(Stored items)
════════════════

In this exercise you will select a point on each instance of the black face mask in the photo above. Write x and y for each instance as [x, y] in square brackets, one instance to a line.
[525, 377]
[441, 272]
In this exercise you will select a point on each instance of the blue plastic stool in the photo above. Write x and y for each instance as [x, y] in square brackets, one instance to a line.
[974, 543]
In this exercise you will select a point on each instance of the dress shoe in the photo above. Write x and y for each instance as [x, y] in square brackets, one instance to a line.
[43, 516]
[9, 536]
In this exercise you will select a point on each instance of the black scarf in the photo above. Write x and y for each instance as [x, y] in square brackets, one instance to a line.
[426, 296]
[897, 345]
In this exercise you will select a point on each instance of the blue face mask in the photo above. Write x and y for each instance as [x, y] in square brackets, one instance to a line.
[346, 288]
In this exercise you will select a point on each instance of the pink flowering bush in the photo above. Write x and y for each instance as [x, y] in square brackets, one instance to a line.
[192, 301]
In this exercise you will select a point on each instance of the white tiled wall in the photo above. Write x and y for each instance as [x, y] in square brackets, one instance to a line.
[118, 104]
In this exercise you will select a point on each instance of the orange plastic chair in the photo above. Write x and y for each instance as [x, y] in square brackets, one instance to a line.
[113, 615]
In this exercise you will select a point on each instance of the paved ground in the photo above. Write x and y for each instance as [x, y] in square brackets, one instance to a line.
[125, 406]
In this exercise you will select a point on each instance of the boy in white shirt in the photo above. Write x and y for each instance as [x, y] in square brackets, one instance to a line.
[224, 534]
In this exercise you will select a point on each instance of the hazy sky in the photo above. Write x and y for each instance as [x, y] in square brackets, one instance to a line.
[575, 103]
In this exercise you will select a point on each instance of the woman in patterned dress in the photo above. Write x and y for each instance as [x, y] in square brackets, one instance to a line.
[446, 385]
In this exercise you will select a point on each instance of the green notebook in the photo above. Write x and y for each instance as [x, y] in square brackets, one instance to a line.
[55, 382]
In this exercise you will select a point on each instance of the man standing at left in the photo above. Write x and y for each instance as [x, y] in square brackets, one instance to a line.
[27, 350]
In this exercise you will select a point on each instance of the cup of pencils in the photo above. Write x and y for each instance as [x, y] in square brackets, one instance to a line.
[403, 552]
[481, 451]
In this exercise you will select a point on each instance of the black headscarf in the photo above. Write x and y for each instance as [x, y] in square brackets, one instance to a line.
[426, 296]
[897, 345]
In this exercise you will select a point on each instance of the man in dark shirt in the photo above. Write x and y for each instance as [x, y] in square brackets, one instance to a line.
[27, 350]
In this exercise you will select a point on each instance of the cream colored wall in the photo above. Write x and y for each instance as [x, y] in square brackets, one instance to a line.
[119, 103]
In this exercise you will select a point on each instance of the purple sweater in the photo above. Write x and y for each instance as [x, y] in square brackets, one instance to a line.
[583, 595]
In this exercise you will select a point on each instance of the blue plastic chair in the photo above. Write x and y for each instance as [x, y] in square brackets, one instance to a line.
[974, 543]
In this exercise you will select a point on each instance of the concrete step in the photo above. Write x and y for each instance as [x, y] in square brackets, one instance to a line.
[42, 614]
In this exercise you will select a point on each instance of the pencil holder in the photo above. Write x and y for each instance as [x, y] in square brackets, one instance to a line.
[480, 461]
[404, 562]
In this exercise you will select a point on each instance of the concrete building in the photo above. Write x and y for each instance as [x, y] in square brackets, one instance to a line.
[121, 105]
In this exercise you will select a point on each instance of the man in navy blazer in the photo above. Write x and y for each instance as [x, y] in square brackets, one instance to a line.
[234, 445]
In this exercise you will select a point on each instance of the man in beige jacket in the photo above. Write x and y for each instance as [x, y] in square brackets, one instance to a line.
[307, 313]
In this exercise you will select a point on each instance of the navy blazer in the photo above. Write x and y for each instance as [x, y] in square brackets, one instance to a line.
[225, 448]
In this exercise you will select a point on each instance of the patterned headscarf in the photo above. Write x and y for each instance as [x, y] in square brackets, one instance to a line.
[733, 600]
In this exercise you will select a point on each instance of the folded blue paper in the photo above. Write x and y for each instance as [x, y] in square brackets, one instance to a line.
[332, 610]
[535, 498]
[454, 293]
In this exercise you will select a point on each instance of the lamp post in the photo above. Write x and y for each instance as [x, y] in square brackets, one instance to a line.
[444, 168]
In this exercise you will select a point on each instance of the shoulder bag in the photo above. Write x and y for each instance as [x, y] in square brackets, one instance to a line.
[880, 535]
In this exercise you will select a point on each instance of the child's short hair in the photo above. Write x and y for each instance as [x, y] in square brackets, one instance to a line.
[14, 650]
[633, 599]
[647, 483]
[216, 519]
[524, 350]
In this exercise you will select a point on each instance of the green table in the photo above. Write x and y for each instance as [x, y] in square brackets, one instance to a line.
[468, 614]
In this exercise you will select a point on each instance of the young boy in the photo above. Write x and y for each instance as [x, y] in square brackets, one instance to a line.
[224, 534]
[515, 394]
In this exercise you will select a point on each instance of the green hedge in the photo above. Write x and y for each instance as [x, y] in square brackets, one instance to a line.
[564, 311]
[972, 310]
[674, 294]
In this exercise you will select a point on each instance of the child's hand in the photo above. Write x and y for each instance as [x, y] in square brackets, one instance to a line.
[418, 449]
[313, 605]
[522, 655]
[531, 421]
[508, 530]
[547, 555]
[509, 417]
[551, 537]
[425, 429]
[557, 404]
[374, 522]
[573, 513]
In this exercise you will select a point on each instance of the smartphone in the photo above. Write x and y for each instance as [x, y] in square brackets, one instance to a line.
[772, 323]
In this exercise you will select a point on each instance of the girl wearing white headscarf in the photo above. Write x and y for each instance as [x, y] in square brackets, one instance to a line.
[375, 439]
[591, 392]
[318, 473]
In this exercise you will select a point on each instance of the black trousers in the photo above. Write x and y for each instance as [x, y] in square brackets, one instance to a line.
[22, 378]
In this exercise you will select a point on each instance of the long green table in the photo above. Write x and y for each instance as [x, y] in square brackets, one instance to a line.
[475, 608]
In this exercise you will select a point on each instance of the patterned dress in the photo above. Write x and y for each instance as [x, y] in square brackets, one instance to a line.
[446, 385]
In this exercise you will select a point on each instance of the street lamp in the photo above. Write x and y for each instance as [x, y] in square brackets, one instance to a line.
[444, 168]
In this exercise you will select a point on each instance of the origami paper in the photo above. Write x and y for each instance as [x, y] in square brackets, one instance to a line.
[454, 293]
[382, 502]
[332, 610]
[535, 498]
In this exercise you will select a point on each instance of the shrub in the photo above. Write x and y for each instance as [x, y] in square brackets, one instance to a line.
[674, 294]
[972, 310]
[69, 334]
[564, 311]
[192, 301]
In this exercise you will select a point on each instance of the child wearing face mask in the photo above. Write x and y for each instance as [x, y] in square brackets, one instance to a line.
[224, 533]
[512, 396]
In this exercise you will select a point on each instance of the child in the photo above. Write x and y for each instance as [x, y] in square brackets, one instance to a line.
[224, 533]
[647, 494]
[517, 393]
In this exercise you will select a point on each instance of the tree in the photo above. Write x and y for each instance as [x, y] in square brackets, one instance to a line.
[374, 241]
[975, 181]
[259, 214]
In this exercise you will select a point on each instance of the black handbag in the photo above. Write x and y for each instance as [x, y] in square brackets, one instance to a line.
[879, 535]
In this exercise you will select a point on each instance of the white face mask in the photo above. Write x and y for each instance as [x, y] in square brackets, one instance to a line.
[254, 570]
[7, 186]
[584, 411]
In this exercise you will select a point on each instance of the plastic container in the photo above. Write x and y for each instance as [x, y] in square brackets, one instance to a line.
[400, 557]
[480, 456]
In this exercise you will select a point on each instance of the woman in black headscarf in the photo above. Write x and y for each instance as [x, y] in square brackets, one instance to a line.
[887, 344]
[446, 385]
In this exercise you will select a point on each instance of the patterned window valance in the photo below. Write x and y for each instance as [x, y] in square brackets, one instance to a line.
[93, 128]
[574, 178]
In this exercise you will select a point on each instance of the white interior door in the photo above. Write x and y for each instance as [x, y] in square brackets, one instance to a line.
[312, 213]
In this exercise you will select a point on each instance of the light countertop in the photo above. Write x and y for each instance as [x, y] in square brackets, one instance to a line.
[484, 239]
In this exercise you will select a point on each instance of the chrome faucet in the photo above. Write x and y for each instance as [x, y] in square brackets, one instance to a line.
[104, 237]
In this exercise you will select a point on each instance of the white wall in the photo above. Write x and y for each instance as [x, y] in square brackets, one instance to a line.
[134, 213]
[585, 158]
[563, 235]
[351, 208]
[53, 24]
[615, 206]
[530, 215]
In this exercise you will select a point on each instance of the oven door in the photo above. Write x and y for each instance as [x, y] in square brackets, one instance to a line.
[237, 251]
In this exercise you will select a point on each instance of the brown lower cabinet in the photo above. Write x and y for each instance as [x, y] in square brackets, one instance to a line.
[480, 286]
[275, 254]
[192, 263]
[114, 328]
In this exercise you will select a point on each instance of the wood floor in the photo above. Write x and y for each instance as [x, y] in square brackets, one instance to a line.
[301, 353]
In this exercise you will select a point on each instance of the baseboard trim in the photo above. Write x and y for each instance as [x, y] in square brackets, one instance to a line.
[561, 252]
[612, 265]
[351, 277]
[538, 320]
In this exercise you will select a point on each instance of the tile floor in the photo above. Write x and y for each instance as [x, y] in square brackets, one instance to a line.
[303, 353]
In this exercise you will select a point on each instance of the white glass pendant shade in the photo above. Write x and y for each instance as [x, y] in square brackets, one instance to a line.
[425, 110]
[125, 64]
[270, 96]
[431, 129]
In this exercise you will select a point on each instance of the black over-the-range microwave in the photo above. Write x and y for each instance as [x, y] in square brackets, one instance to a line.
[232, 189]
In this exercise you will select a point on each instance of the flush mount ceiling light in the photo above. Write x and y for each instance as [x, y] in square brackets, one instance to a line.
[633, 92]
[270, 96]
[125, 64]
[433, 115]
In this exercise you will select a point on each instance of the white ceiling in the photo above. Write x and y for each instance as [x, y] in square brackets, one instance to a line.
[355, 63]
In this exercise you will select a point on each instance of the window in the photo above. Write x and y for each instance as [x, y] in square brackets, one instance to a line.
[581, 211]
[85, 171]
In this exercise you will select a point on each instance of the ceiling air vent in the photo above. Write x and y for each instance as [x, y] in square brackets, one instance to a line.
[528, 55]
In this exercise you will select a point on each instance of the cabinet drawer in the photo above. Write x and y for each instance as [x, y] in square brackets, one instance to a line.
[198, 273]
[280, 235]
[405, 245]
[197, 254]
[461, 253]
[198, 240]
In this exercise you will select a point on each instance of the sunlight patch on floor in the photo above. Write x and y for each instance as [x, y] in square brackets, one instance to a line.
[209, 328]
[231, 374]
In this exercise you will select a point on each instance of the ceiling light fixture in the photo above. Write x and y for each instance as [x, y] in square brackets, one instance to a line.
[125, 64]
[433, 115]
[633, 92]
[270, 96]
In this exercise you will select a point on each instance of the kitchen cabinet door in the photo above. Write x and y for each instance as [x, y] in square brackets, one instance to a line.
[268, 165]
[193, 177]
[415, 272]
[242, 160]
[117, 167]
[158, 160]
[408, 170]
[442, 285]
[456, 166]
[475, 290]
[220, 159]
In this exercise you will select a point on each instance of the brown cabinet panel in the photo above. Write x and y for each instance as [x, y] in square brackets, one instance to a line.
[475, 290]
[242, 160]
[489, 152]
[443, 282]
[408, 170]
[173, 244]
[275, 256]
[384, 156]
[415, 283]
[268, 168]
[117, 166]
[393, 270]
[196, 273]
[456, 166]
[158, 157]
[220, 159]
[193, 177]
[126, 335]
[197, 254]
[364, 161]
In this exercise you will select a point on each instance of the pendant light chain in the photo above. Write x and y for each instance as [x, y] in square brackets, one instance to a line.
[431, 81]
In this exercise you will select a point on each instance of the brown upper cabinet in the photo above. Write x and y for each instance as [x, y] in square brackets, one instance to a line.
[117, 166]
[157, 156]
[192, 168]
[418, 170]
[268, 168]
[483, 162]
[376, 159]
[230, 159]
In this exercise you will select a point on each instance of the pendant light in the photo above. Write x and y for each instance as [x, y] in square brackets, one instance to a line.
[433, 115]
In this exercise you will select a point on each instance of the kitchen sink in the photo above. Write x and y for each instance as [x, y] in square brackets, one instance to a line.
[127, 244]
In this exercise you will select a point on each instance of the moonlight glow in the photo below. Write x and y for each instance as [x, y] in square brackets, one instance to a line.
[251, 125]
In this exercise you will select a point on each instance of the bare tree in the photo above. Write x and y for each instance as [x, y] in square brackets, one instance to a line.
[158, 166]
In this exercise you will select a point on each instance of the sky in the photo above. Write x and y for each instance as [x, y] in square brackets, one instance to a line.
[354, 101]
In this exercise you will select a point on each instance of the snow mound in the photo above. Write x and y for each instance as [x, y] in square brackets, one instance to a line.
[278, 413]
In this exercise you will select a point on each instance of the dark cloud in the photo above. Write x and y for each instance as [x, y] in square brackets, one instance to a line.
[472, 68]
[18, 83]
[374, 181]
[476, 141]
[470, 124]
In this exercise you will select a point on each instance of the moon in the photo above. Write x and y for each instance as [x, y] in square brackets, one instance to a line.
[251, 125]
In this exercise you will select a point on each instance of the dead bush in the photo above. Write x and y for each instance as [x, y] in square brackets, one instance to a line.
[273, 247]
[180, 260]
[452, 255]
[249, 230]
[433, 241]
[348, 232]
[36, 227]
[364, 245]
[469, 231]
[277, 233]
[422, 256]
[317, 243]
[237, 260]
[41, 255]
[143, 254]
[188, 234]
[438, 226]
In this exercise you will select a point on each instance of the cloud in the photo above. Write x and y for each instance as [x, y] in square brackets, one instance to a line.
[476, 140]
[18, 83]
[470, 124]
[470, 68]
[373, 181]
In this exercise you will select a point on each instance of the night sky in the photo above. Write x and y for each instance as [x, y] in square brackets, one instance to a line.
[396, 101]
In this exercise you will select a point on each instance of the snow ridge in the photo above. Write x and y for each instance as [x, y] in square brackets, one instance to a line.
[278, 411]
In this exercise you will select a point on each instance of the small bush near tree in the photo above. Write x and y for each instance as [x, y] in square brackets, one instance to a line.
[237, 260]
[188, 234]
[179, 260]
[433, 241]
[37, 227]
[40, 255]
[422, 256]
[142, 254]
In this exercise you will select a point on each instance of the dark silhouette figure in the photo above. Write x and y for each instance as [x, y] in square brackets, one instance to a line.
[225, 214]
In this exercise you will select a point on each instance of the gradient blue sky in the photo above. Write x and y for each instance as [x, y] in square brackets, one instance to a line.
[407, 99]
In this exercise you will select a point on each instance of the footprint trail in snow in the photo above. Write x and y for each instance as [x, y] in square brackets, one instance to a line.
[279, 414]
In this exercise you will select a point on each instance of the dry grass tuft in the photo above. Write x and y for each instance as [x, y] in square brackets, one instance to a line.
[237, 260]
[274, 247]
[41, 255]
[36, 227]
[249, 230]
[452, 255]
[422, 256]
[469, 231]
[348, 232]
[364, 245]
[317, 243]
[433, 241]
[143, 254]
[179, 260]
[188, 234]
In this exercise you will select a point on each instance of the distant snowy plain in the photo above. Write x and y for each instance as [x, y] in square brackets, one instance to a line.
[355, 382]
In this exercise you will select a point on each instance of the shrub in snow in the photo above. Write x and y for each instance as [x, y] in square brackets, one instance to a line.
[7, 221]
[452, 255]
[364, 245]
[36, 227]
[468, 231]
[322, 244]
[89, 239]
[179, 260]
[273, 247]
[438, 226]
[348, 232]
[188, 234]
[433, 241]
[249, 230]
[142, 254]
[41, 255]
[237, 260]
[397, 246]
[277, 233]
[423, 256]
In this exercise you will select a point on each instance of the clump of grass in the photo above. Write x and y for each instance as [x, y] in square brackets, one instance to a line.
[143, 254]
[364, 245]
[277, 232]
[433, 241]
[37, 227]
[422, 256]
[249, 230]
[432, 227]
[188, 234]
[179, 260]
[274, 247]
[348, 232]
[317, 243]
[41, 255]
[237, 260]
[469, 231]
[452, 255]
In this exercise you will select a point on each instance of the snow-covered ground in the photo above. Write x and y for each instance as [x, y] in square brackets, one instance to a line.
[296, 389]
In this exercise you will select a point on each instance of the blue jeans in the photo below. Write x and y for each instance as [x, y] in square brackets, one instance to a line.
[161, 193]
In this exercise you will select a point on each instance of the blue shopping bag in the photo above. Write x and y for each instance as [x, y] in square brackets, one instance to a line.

════════════════

• [The task] All lines from the one containing "of the clump" through the end of the records, both ends included, are to be quoted exactly; please add nothing else.

• [Answer to this task]
In this exercise you will select a point on each instance of the clump of grass in the photo above. Write x and y for each instance as [x, y] in square brackets, one instance to a line.
[143, 254]
[364, 245]
[277, 232]
[433, 241]
[37, 227]
[422, 256]
[249, 230]
[432, 227]
[188, 234]
[179, 260]
[274, 247]
[348, 232]
[317, 243]
[41, 255]
[237, 260]
[469, 231]
[452, 255]
In this exercise you will select a point on each instance of the snow-covered ground in the photo above. Write x and y for each instance as [x, y] in square brackets, one instance to a line.
[296, 389]
In this exercise you will select a point on each instance of the blue jeans in the photo below. Write x and y for each instance as [x, y] in square brackets, one instance to a line.
[161, 193]
In this exercise you will select a point on each instance of the blue shopping bag in the photo above. Write x and y for each instance as [x, y] in square brackets, one instance to a line.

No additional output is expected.